[İstek] Aşağıdaki verilerin tamamını, "dessert plate" yerine "small plate" yazarak güncelle ve geri kalan her şeyi olduğu gibi bırak. Resimleri yanıta dahil etme.

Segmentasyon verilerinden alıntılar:

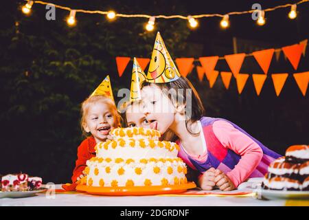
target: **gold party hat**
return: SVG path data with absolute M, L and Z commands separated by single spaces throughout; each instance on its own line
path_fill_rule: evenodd
M 115 102 L 114 96 L 113 96 L 113 90 L 111 85 L 111 80 L 109 79 L 109 76 L 108 75 L 101 84 L 95 89 L 95 90 L 92 93 L 90 96 L 95 95 L 104 95 L 111 98 L 111 99 Z
M 176 80 L 180 77 L 181 74 L 170 57 L 160 33 L 158 32 L 153 47 L 146 81 L 164 83 Z
M 132 70 L 131 87 L 130 91 L 130 102 L 141 99 L 141 85 L 146 80 L 146 74 L 141 69 L 139 63 L 134 58 L 133 69 Z

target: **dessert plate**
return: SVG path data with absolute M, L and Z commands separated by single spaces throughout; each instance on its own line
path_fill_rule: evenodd
M 2 192 L 0 191 L 1 198 L 25 198 L 35 196 L 36 193 L 44 192 L 47 189 L 45 188 L 40 188 L 36 190 L 32 191 L 19 191 L 19 192 Z
M 78 192 L 85 192 L 89 194 L 100 195 L 132 196 L 181 193 L 185 192 L 189 188 L 195 187 L 196 187 L 196 186 L 193 182 L 168 186 L 93 187 L 87 186 L 85 185 L 78 185 L 76 187 L 76 190 Z
M 262 197 L 274 199 L 308 199 L 309 191 L 284 191 L 259 189 L 258 195 L 260 193 Z

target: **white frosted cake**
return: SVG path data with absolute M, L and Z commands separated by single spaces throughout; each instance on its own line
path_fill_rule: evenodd
M 170 186 L 187 183 L 187 168 L 177 157 L 179 146 L 159 141 L 158 131 L 119 128 L 111 131 L 113 140 L 95 146 L 96 157 L 88 160 L 88 186 Z

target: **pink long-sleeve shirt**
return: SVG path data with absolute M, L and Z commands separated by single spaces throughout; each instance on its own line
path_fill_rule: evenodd
M 214 122 L 213 131 L 223 146 L 241 156 L 241 159 L 234 168 L 226 173 L 234 186 L 237 187 L 245 181 L 256 168 L 263 157 L 263 151 L 251 138 L 226 121 Z M 205 140 L 205 138 L 203 139 Z M 203 142 L 204 144 L 207 144 L 205 142 Z M 187 152 L 186 153 L 195 160 L 204 162 L 207 159 L 207 151 L 206 146 L 203 146 L 203 148 L 204 152 L 201 155 L 190 155 Z M 184 148 L 183 150 L 185 151 Z M 185 162 L 188 164 L 191 164 L 189 161 L 185 161 Z

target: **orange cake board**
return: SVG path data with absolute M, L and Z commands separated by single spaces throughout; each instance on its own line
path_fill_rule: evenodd
M 95 187 L 86 185 L 78 185 L 78 192 L 89 194 L 109 195 L 109 196 L 130 196 L 130 195 L 154 195 L 160 194 L 181 193 L 189 188 L 196 187 L 194 183 L 189 182 L 185 184 L 175 186 L 131 186 L 131 187 Z

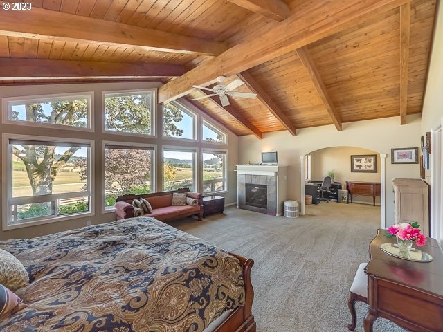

[Yanıt]
target: **gold party hat**
return: SVG path data with absolute M, L and Z commands separated by single spaces throughout; each instance on its own line
path_fill_rule: evenodd
M 115 102 L 114 96 L 113 96 L 113 90 L 111 85 L 111 80 L 109 79 L 109 76 L 108 75 L 101 84 L 95 89 L 95 90 L 92 93 L 90 96 L 95 95 L 104 95 L 111 98 L 111 99 Z
M 176 80 L 180 77 L 181 74 L 170 57 L 160 33 L 158 32 L 153 47 L 146 81 L 164 83 Z
M 132 70 L 131 87 L 130 91 L 130 102 L 141 99 L 141 85 L 146 80 L 146 74 L 141 69 L 139 63 L 134 58 L 133 69 Z

target: **small plate**
return: SVG path data with absolute M, L and Z commands separated by single spaces throughout; each instance on its own line
path_fill_rule: evenodd
M 2 192 L 0 191 L 1 198 L 25 198 L 35 196 L 36 193 L 44 192 L 47 189 L 45 188 L 40 188 L 36 190 L 32 191 L 19 191 L 19 192 Z
M 78 192 L 85 192 L 89 194 L 100 195 L 132 196 L 181 193 L 185 192 L 189 188 L 195 187 L 196 187 L 196 186 L 193 182 L 168 186 L 93 187 L 87 186 L 85 185 L 78 185 L 76 187 L 76 190 Z
M 262 197 L 274 199 L 308 199 L 309 191 L 284 191 L 259 189 L 258 195 L 260 193 Z

target: **white frosted cake**
return: SVG path data with absolute M, L and Z commands separated by single spaces throughout; each instance on its own line
path_fill_rule: evenodd
M 170 186 L 187 183 L 187 168 L 177 157 L 179 146 L 159 141 L 158 131 L 119 128 L 111 131 L 113 140 L 95 146 L 96 157 L 88 160 L 88 186 Z

target: **pink long-sleeve shirt**
return: SVG path data with absolute M, L and Z commands separated by single spaces throughout; each instance on its own line
path_fill_rule: evenodd
M 214 122 L 213 131 L 223 146 L 241 156 L 241 159 L 234 168 L 226 173 L 234 186 L 237 187 L 245 181 L 256 168 L 263 157 L 263 151 L 251 138 L 226 121 Z M 205 140 L 205 138 L 203 139 Z M 203 142 L 204 144 L 207 144 L 205 142 Z M 187 152 L 186 153 L 195 160 L 204 162 L 207 159 L 207 151 L 206 146 L 203 146 L 203 148 L 204 152 L 201 155 L 190 155 Z M 184 148 L 183 150 L 185 151 Z M 185 162 L 188 164 L 191 164 L 189 161 L 185 161 Z

target: **orange cake board**
return: SVG path data with absolute M, L and Z commands separated by single spaces throughout; each instance on its own line
path_fill_rule: evenodd
M 95 187 L 86 185 L 78 185 L 78 192 L 89 194 L 109 195 L 109 196 L 130 196 L 130 195 L 154 195 L 160 194 L 181 193 L 189 188 L 196 187 L 194 183 L 189 182 L 185 184 L 175 186 L 131 186 L 131 187 Z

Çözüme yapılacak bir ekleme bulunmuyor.